Task to complete. Each line starting at the one that contains "bbox: sink basin" and ending at the one that contains "bbox: vanity light fixture" must be returned exactly, and the rest of the listing is left out.

Given information.
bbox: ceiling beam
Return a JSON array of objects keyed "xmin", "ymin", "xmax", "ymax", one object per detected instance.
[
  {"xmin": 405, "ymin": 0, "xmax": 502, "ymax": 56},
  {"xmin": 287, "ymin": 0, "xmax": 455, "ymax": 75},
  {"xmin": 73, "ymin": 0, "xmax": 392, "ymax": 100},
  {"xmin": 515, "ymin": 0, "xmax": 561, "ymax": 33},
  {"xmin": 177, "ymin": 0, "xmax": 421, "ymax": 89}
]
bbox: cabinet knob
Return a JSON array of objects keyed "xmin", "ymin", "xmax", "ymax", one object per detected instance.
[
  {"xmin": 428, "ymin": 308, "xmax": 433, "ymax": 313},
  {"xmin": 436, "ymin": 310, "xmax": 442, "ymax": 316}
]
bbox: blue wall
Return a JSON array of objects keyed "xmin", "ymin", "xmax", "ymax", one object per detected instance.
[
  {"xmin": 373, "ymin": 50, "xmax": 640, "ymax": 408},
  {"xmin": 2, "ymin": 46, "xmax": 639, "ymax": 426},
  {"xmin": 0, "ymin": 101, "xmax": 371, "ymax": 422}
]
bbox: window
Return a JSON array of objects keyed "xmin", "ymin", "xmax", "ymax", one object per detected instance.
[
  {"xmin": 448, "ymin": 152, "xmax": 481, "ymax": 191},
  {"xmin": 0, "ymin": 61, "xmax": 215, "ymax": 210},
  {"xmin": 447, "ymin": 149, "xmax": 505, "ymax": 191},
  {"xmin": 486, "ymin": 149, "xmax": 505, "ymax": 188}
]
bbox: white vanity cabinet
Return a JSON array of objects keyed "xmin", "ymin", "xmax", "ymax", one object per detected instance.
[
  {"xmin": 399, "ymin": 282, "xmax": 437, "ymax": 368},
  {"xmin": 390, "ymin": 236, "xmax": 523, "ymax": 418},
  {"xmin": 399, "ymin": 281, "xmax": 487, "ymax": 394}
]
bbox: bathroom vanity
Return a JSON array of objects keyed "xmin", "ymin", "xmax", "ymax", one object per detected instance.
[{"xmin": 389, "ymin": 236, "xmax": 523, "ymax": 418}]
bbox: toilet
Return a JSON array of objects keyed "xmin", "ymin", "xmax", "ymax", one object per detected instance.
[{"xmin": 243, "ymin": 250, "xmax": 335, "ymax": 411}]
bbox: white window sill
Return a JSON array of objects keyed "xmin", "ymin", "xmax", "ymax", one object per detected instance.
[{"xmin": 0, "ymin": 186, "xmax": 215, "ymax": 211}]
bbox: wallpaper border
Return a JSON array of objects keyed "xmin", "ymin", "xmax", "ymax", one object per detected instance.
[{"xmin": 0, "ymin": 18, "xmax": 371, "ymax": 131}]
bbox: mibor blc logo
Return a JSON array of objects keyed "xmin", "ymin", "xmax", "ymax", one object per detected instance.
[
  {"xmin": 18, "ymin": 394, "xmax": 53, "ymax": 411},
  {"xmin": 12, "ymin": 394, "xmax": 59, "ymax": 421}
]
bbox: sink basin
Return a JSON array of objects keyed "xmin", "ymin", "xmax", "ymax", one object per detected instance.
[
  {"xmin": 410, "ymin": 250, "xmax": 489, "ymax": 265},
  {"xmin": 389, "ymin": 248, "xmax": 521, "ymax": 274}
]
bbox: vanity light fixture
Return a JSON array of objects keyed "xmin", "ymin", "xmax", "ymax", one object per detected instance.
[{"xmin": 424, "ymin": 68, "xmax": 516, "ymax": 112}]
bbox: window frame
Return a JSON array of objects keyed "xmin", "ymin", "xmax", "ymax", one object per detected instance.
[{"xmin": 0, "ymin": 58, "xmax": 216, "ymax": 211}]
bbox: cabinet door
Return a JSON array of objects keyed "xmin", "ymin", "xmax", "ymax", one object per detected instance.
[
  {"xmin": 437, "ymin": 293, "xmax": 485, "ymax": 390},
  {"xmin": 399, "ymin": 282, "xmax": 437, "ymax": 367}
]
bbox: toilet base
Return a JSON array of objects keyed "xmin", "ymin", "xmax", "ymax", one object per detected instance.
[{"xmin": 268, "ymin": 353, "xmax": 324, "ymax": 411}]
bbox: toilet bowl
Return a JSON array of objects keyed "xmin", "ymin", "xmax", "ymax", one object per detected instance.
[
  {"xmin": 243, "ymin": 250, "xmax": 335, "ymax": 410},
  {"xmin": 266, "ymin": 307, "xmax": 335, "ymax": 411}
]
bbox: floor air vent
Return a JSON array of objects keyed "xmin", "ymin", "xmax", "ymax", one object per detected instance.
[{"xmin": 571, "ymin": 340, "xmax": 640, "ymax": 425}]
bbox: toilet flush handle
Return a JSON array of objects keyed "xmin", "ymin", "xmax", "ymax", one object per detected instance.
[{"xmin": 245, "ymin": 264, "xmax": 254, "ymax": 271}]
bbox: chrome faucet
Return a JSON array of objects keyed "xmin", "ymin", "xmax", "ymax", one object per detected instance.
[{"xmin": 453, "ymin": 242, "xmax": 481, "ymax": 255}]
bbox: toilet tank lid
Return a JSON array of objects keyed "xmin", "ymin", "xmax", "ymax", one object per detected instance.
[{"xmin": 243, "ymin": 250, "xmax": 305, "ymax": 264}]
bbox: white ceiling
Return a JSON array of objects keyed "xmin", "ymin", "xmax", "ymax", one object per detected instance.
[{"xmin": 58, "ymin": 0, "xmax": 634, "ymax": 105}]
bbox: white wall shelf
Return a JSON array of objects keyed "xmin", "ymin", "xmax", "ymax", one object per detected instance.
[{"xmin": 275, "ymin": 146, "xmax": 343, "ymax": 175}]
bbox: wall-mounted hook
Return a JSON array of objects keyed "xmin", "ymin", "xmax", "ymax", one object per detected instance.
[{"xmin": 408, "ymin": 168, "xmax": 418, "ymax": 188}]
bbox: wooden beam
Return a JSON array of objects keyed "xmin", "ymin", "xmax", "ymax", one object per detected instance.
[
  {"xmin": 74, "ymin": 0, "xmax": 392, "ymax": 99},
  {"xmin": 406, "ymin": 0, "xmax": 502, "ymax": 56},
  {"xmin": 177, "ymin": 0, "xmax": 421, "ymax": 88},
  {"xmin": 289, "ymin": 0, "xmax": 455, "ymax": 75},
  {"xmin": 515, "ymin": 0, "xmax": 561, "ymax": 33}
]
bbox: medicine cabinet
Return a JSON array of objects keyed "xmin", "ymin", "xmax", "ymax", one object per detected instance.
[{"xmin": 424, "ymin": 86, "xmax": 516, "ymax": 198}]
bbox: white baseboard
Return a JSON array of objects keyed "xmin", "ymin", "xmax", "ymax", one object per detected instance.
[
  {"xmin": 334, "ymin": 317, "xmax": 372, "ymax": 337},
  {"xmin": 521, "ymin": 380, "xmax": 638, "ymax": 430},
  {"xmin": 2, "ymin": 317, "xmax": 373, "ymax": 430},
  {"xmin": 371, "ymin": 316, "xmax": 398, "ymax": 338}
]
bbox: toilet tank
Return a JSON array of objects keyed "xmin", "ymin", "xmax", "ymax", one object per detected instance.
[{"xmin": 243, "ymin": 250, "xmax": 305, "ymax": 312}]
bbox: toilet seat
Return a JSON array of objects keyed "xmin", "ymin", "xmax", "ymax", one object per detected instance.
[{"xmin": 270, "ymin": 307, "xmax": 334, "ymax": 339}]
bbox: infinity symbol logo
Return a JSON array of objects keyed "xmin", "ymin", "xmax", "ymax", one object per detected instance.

Output of the exercise.
bbox: sink basin
Return a JSON array of objects keyed "xmin", "ymin", "xmax", "ymax", one object per detected instance.
[
  {"xmin": 410, "ymin": 250, "xmax": 489, "ymax": 265},
  {"xmin": 389, "ymin": 248, "xmax": 521, "ymax": 274}
]
bbox: vanity light fixture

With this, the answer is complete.